Exactly as they appear, output all of the entries.
_ _ _ _ _ _ _
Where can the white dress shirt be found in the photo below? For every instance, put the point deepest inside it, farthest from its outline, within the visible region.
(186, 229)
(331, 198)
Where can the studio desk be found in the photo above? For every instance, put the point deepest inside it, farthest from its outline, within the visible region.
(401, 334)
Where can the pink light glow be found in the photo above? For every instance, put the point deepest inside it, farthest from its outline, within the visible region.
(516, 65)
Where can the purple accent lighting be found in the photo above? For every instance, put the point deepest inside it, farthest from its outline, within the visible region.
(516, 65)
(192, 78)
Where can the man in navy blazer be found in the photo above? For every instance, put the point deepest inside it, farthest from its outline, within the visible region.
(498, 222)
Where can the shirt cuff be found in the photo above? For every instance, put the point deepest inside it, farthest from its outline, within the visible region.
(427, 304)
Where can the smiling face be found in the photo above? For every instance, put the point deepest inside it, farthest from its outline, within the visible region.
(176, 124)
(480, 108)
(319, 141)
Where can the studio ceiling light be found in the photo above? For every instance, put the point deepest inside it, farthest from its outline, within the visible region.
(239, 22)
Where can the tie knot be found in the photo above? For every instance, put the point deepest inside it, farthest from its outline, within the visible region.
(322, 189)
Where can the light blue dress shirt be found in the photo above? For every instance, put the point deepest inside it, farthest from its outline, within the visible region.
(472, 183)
_ _ _ _ _ _ _
_SOLUTION TO THE EXERCISE_:
Where can the white dress shirt be found in the photo below? For every instance, put the point deepest inside it, farthest from its outline, within the visible region.
(186, 229)
(331, 198)
Where can the studio desk be found in the photo above? For every instance, put the point deepest inside it, farthest from its outline, within the visible region.
(401, 334)
Where can the pink light glow be found in the photo above? For every instance, put the point deepest inside it, farthest from its outline, within the visible region.
(516, 65)
Where can the purple accent lighting be found in the photo above? For every instance, put the point deepest inside it, farthest from its outline, within the visible region.
(516, 65)
(192, 78)
Where can the man in navy blazer be found in the photo above? For every instance, put the point deepest inside it, farthest from its outline, within the visible region.
(498, 222)
Where can the shirt cuff be found in the photo above? For every instance, put the point deepest inside it, farthest from its outline, within the visible region.
(427, 304)
Where can the smiling face be found in the photo above? For every instance, put the point deepest inside it, farthest from its outline, within the visible region.
(176, 124)
(480, 108)
(319, 141)
Where can the studio ceiling light be found in the photo above? For every instance, put the point deepest inside it, farthest from its outline, within the visible region.
(239, 22)
Where can the tie knot be found in the photo above? For every instance, put the point deepest inside it, farthest from its outline, within the visible region.
(322, 189)
Where can the light blue dress shirt be found in the photo above? For every instance, put the point deepest inside it, farthest from its outline, within the visible region.
(472, 183)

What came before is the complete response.